Can you rewrite the stretch of material from its start through the line containing "[[0, 424, 873, 952]]", adding 77 to every bounding-box coordinate in the answers and leaving all other lines and numbers unchanged?

-------- Task material

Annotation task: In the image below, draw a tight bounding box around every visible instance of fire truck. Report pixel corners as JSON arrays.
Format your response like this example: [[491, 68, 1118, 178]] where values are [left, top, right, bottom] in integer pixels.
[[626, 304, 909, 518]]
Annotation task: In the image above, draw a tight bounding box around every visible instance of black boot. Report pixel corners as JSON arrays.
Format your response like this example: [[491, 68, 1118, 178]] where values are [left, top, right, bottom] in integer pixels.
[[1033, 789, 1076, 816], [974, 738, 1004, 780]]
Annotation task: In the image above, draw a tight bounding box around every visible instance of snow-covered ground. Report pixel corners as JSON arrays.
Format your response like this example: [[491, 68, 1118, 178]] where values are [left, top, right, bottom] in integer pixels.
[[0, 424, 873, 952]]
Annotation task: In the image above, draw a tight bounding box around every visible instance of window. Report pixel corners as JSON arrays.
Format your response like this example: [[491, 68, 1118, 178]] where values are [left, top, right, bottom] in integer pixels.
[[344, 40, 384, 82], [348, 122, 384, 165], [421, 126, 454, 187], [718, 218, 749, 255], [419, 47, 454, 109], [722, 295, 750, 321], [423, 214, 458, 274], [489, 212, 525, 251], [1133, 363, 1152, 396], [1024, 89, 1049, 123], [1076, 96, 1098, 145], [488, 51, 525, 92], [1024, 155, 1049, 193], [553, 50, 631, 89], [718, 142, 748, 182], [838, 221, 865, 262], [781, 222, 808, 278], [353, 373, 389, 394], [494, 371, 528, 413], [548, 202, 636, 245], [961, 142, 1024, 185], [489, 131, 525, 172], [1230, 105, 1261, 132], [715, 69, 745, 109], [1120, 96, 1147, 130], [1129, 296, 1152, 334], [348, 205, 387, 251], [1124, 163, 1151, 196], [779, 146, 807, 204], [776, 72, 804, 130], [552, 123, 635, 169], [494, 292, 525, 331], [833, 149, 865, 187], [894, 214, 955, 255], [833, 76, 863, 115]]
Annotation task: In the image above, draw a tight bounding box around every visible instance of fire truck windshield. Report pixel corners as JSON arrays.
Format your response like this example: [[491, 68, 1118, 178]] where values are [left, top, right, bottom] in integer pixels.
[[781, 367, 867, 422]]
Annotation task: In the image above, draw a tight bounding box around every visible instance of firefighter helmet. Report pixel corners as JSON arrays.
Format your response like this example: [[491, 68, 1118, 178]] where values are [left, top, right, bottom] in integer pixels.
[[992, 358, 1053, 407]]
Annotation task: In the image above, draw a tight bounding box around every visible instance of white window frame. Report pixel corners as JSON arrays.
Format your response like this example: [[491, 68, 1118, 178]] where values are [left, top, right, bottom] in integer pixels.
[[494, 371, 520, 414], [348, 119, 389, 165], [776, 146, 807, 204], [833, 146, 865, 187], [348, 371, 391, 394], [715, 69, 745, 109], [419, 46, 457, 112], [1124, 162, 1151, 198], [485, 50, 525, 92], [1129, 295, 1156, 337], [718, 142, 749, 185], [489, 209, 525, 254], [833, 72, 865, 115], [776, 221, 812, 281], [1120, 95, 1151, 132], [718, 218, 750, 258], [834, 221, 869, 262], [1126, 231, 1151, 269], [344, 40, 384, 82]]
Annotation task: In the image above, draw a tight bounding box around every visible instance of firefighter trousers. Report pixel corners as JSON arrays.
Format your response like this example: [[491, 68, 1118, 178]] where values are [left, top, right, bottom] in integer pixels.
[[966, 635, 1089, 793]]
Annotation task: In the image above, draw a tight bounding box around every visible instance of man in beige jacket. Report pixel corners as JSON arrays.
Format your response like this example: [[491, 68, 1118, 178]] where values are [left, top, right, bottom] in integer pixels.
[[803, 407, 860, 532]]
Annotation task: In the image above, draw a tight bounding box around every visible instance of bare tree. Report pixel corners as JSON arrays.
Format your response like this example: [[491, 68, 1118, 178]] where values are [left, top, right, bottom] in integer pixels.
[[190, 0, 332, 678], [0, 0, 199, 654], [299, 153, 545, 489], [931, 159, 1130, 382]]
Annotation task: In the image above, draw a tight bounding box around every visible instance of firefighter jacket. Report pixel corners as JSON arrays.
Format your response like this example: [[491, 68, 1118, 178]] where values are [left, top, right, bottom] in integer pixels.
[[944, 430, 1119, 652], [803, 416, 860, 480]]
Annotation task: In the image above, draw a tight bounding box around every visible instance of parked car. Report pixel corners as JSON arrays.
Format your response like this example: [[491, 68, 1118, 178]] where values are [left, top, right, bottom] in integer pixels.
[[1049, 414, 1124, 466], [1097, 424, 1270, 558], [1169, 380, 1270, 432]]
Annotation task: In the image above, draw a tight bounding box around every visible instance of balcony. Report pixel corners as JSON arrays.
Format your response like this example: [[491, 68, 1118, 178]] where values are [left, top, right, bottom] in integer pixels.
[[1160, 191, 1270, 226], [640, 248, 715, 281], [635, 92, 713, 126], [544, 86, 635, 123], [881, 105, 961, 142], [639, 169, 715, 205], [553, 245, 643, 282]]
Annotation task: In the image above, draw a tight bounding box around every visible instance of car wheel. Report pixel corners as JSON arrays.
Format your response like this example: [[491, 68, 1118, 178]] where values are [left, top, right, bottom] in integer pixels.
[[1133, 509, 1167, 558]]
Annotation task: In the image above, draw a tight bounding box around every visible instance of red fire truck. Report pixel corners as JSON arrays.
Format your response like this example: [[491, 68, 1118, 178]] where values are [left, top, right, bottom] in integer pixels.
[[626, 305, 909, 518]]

----------------

● **Correct response**
Annotation task: In the image below, draw a tight bounding box around every visible instance of fire truck. Report pixel corners as JSON arrays.
Format your response like this example: [[491, 68, 1118, 178]] where values are [left, top, right, bottom] in integer pixels.
[[703, 381, 986, 595]]
Annotation task: In the image above, draw a tight bounding box around every visible instance of black boot. Report pixel corners as JSON arrays.
Format your response like this example: [[491, 68, 1118, 178]] where values are [left, top, right, bottom] in integer pixels.
[[1110, 866, 1153, 893], [1051, 815, 1081, 857]]
Annotation task: In the image above, draw a tight bounding box around every visible instance of snow-covered ground. Report pixel corners as JSON arrays.
Format your response like this example: [[491, 68, 1118, 178]] where values are [left, top, right, bottom] in integer pixels.
[[77, 501, 950, 1029]]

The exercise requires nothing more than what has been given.